The request: Reproduce every entry below word for word, and omit the pictures from your copy.

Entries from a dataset
⁂
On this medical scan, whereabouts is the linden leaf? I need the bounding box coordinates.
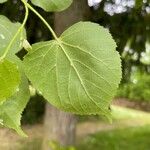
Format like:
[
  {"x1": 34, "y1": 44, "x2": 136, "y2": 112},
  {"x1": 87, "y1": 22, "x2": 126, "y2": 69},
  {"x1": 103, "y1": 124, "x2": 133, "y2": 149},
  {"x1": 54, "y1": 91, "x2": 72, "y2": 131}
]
[
  {"x1": 24, "y1": 22, "x2": 121, "y2": 115},
  {"x1": 0, "y1": 60, "x2": 20, "y2": 102},
  {"x1": 0, "y1": 70, "x2": 30, "y2": 137},
  {"x1": 31, "y1": 0, "x2": 72, "y2": 12},
  {"x1": 0, "y1": 15, "x2": 26, "y2": 57}
]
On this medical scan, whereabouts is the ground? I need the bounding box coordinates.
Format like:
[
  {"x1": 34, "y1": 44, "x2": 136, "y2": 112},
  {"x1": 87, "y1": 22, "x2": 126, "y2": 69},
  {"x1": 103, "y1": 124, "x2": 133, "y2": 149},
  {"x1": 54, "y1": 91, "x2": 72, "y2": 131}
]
[{"x1": 0, "y1": 106, "x2": 150, "y2": 150}]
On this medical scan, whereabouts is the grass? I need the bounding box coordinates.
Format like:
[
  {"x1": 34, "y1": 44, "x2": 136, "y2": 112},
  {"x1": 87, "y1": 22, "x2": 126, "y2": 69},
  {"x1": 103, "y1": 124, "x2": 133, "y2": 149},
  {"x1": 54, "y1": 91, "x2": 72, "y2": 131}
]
[
  {"x1": 77, "y1": 125, "x2": 150, "y2": 150},
  {"x1": 0, "y1": 106, "x2": 150, "y2": 150}
]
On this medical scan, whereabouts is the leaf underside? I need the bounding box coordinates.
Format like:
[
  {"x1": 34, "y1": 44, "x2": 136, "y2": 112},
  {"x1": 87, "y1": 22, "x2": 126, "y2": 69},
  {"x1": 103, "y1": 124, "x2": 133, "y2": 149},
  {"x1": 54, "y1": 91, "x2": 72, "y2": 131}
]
[
  {"x1": 24, "y1": 22, "x2": 121, "y2": 115},
  {"x1": 0, "y1": 60, "x2": 20, "y2": 102},
  {"x1": 0, "y1": 57, "x2": 30, "y2": 137},
  {"x1": 31, "y1": 0, "x2": 72, "y2": 12}
]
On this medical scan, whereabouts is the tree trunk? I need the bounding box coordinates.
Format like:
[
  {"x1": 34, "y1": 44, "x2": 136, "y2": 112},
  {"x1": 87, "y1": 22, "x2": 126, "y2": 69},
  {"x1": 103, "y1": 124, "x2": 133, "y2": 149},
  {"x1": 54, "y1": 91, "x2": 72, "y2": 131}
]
[{"x1": 44, "y1": 0, "x2": 91, "y2": 150}]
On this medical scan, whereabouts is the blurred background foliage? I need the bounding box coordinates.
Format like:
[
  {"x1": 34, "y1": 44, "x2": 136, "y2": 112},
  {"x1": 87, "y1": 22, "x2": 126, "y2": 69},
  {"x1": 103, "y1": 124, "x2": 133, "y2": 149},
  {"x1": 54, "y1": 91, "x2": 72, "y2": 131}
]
[{"x1": 0, "y1": 0, "x2": 150, "y2": 124}]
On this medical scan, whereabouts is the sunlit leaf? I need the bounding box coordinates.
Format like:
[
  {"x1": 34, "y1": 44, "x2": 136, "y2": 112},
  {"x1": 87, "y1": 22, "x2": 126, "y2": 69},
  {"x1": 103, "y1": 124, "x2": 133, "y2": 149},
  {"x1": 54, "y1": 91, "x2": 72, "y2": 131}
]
[
  {"x1": 0, "y1": 60, "x2": 20, "y2": 102},
  {"x1": 0, "y1": 58, "x2": 30, "y2": 136},
  {"x1": 24, "y1": 22, "x2": 121, "y2": 115}
]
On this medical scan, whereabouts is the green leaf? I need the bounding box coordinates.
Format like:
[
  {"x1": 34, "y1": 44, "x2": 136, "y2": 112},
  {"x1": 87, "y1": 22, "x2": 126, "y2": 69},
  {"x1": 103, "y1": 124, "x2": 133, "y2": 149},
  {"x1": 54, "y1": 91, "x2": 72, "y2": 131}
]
[
  {"x1": 24, "y1": 22, "x2": 121, "y2": 115},
  {"x1": 0, "y1": 0, "x2": 7, "y2": 4},
  {"x1": 0, "y1": 15, "x2": 26, "y2": 57},
  {"x1": 0, "y1": 60, "x2": 20, "y2": 102},
  {"x1": 0, "y1": 69, "x2": 30, "y2": 137},
  {"x1": 31, "y1": 0, "x2": 72, "y2": 12}
]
⁂
Task answer:
On this medical scan, whereabouts is the linden leaf? I need the bounding box coordinates.
Format like:
[
  {"x1": 34, "y1": 44, "x2": 136, "y2": 112},
  {"x1": 87, "y1": 22, "x2": 126, "y2": 69},
  {"x1": 103, "y1": 124, "x2": 133, "y2": 149},
  {"x1": 54, "y1": 91, "x2": 72, "y2": 131}
]
[
  {"x1": 24, "y1": 22, "x2": 121, "y2": 115},
  {"x1": 0, "y1": 60, "x2": 20, "y2": 102},
  {"x1": 0, "y1": 70, "x2": 30, "y2": 137},
  {"x1": 31, "y1": 0, "x2": 72, "y2": 12},
  {"x1": 0, "y1": 15, "x2": 26, "y2": 57}
]
On this medical scan, whereabouts is the ground? I need the bounding box coordinates.
Format like:
[
  {"x1": 34, "y1": 44, "x2": 136, "y2": 112},
  {"x1": 87, "y1": 22, "x2": 126, "y2": 69},
  {"x1": 103, "y1": 124, "x2": 133, "y2": 149},
  {"x1": 54, "y1": 91, "x2": 72, "y2": 131}
]
[{"x1": 0, "y1": 106, "x2": 150, "y2": 150}]
On this medical scan, whereabouts is the grass? I need the bounding box coordinates.
Format like:
[
  {"x1": 34, "y1": 44, "x2": 136, "y2": 112},
  {"x1": 87, "y1": 22, "x2": 126, "y2": 69},
  {"x1": 103, "y1": 124, "x2": 133, "y2": 149},
  {"x1": 54, "y1": 91, "x2": 72, "y2": 131}
]
[
  {"x1": 77, "y1": 125, "x2": 150, "y2": 150},
  {"x1": 0, "y1": 106, "x2": 150, "y2": 150}
]
On this medical scan, whereabouts is the leaf underside? I need the bounding box coordinates.
Format like:
[
  {"x1": 34, "y1": 44, "x2": 136, "y2": 112},
  {"x1": 87, "y1": 22, "x2": 126, "y2": 69},
  {"x1": 103, "y1": 124, "x2": 133, "y2": 149},
  {"x1": 54, "y1": 91, "x2": 72, "y2": 131}
]
[
  {"x1": 24, "y1": 22, "x2": 121, "y2": 115},
  {"x1": 0, "y1": 60, "x2": 20, "y2": 102},
  {"x1": 0, "y1": 57, "x2": 30, "y2": 137},
  {"x1": 31, "y1": 0, "x2": 72, "y2": 12}
]
On this medical scan, whereabouts is the tree trunk? I need the bounding box coordinates.
Format like:
[
  {"x1": 34, "y1": 44, "x2": 136, "y2": 112},
  {"x1": 87, "y1": 22, "x2": 126, "y2": 69},
  {"x1": 103, "y1": 124, "x2": 133, "y2": 149},
  {"x1": 54, "y1": 91, "x2": 72, "y2": 131}
]
[{"x1": 44, "y1": 0, "x2": 91, "y2": 150}]
On this medical scan, whereabouts is the blurred background foliage? I need the bounding box coordinates.
Format like:
[
  {"x1": 34, "y1": 44, "x2": 136, "y2": 112},
  {"x1": 87, "y1": 22, "x2": 126, "y2": 69},
  {"x1": 103, "y1": 124, "x2": 133, "y2": 149},
  {"x1": 54, "y1": 91, "x2": 72, "y2": 131}
]
[{"x1": 0, "y1": 0, "x2": 150, "y2": 124}]
On this medical scan, whereabouts is the sunlit leaf? I need the bounding box coordinates.
Format like:
[
  {"x1": 34, "y1": 44, "x2": 136, "y2": 112},
  {"x1": 87, "y1": 22, "x2": 126, "y2": 69},
  {"x1": 103, "y1": 124, "x2": 133, "y2": 149},
  {"x1": 54, "y1": 91, "x2": 72, "y2": 131}
]
[
  {"x1": 0, "y1": 60, "x2": 20, "y2": 102},
  {"x1": 0, "y1": 58, "x2": 30, "y2": 136},
  {"x1": 24, "y1": 22, "x2": 121, "y2": 115}
]
On this medical scan, whereabouts is the green leaf? I need the bounding box coordinates.
Format like:
[
  {"x1": 34, "y1": 44, "x2": 136, "y2": 112},
  {"x1": 87, "y1": 22, "x2": 126, "y2": 69},
  {"x1": 103, "y1": 124, "x2": 133, "y2": 149},
  {"x1": 54, "y1": 91, "x2": 72, "y2": 131}
]
[
  {"x1": 24, "y1": 22, "x2": 121, "y2": 115},
  {"x1": 0, "y1": 0, "x2": 7, "y2": 4},
  {"x1": 0, "y1": 15, "x2": 26, "y2": 57},
  {"x1": 0, "y1": 60, "x2": 20, "y2": 102},
  {"x1": 0, "y1": 69, "x2": 30, "y2": 137},
  {"x1": 31, "y1": 0, "x2": 72, "y2": 12}
]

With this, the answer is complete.